### Your task
Retype the records in full, exactly as they stand.
=====
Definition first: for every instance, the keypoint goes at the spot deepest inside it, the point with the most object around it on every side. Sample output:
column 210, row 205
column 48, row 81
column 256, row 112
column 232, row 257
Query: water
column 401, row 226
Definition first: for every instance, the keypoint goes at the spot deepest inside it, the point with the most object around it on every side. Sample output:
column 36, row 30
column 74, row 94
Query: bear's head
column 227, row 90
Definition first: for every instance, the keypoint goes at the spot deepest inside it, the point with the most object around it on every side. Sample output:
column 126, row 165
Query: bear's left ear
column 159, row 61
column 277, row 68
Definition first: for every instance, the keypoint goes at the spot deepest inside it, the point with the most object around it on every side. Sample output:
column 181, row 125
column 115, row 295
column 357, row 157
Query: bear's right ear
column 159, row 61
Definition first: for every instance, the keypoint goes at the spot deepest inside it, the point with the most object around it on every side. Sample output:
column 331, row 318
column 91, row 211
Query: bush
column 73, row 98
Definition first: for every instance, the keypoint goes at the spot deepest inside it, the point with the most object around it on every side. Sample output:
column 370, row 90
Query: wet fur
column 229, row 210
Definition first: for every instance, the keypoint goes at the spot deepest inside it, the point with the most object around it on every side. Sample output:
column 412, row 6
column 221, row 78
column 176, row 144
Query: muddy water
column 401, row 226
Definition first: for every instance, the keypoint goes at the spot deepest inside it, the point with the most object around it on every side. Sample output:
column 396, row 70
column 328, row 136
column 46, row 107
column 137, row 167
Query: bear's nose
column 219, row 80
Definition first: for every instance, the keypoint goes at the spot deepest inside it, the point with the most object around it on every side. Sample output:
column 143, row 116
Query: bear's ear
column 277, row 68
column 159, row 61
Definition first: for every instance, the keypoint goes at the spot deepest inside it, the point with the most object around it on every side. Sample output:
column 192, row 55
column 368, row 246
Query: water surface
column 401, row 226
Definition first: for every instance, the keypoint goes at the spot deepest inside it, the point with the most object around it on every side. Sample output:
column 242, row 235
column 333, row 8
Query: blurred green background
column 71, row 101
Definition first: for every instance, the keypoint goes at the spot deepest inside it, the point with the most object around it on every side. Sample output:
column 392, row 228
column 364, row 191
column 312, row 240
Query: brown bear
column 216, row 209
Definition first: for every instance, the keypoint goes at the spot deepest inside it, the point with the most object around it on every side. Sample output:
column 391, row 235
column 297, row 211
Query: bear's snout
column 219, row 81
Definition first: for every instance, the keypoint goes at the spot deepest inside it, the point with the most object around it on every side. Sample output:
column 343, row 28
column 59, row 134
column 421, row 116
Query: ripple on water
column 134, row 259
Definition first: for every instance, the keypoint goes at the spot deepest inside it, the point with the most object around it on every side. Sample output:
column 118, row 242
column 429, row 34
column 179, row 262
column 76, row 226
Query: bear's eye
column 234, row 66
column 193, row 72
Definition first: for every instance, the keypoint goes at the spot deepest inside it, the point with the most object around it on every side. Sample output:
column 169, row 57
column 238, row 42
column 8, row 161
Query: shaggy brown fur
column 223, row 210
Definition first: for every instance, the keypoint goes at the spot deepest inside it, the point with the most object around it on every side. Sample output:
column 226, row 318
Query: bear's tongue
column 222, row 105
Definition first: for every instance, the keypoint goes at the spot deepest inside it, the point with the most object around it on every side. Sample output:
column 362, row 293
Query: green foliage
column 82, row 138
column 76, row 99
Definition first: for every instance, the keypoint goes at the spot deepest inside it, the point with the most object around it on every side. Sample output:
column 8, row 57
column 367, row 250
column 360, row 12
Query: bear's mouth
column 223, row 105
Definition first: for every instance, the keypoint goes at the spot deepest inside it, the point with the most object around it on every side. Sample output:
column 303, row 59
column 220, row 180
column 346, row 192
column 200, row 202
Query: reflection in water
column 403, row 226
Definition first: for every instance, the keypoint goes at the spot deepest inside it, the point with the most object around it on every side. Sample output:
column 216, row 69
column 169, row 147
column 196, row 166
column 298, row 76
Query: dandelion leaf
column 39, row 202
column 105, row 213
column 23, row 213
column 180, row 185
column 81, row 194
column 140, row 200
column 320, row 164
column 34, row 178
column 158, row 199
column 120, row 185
=====
### Answer to the exercise
Definition first: for every instance, the keypoint goes at the spot deepest inside it, the point with the most object around it on every side. Sample output:
column 210, row 205
column 48, row 81
column 256, row 112
column 232, row 257
Query: water
column 401, row 226
Definition first: for every instance, the keypoint goes at the spot deepest inside it, the point with the most object around it on every side. Sample output:
column 36, row 30
column 74, row 94
Query: bear's head
column 227, row 90
Definition first: for every instance, the keypoint goes at the spot deepest inside it, the point with the most object around it on every side. Sample output:
column 126, row 165
Query: bear's left ear
column 159, row 61
column 277, row 68
Definition first: for every instance, the keypoint goes at the spot deepest inside it, the point with the most object around it on every side. Sample output:
column 181, row 125
column 115, row 295
column 357, row 157
Query: bear's right ear
column 159, row 61
Definition first: for every instance, the keypoint goes at the spot deepest inside it, the point with the most object around it on every side. Sample output:
column 331, row 318
column 91, row 211
Query: bush
column 73, row 98
Definition first: for every instance, the keypoint goes at the spot deepest inside it, the point with the most object around it on every side. Sample output:
column 370, row 90
Query: wet fur
column 229, row 210
Definition first: for every instance, the keypoint goes at the spot deepest inside it, the point with the most object around it on every side. Sample output:
column 412, row 6
column 221, row 78
column 176, row 144
Query: muddy water
column 401, row 226
Definition first: for every instance, the keypoint goes at the spot deepest inside it, the point with the most object around it on every side. Sample output:
column 396, row 70
column 328, row 136
column 46, row 107
column 137, row 167
Query: bear's nose
column 219, row 80
Definition first: for every instance, the keypoint goes at the spot deepest inside it, the point with the most object around it on every side. Sample output:
column 143, row 116
Query: bear's ear
column 277, row 68
column 159, row 61
Definition first: for every instance, the keypoint goes at the spot deepest inside it, the point with the most object around it on every side. Sample output:
column 192, row 55
column 368, row 246
Query: water surface
column 401, row 226
Definition first: for every instance, the keypoint goes at the spot deepest inside it, the point with the most object around it on every side. Sample output:
column 242, row 235
column 333, row 8
Query: blurred green background
column 71, row 101
Definition first: for every instance, the keypoint goes at the spot deepest inside it, the point with the most object around it on every side. Sample output:
column 392, row 228
column 364, row 191
column 312, row 240
Query: brown bear
column 216, row 209
Definition first: for every instance, the keypoint goes at the spot deepest inside it, the point with the most object around it on every side. Sample output:
column 391, row 235
column 297, row 211
Query: bear's snout
column 219, row 81
Definition first: for every instance, the keypoint goes at the spot deepest inside it, the point with the most object around it on every side. Sample output:
column 343, row 28
column 59, row 134
column 421, row 116
Query: ripple on water
column 134, row 259
Definition first: for every instance, the keypoint goes at the spot deepest inside it, the point with the most object around it on every side. Sample output:
column 118, row 242
column 429, row 34
column 179, row 262
column 76, row 226
Query: bear's eye
column 234, row 66
column 193, row 72
Definition first: for every instance, the keypoint goes at the spot deepest inside it, the point with the most object around it on every side. Sample output:
column 169, row 57
column 238, row 42
column 8, row 161
Query: shaggy brown fur
column 223, row 210
Definition first: for every instance, the keypoint goes at the spot deepest inside it, the point with the most object around it on every side. Sample output:
column 226, row 318
Query: bear's tongue
column 222, row 105
Definition first: for every instance, the keypoint goes at the spot deepest inside it, the point with the most object around it on every side. Sample output:
column 362, row 293
Query: green foliage
column 82, row 138
column 76, row 99
Definition first: for every instance, the keypoint goes at the spot deepest inside it, the point with the most object around it on every side. Sample output:
column 8, row 57
column 367, row 250
column 360, row 12
Query: bear's mouth
column 223, row 105
Definition first: for every instance, the keypoint goes at the spot deepest inside it, the point with the most object around it on every side. Sample output:
column 303, row 59
column 220, row 180
column 346, row 192
column 200, row 202
Query: reflection in water
column 403, row 226
Definition first: for every instance, the keypoint goes at the spot deepest inside it, the point with the most object around it on every side. Sample output:
column 216, row 69
column 169, row 147
column 196, row 166
column 298, row 76
Query: dandelion leaf
column 39, row 202
column 105, row 213
column 23, row 213
column 180, row 185
column 81, row 194
column 140, row 200
column 320, row 164
column 34, row 178
column 158, row 199
column 120, row 185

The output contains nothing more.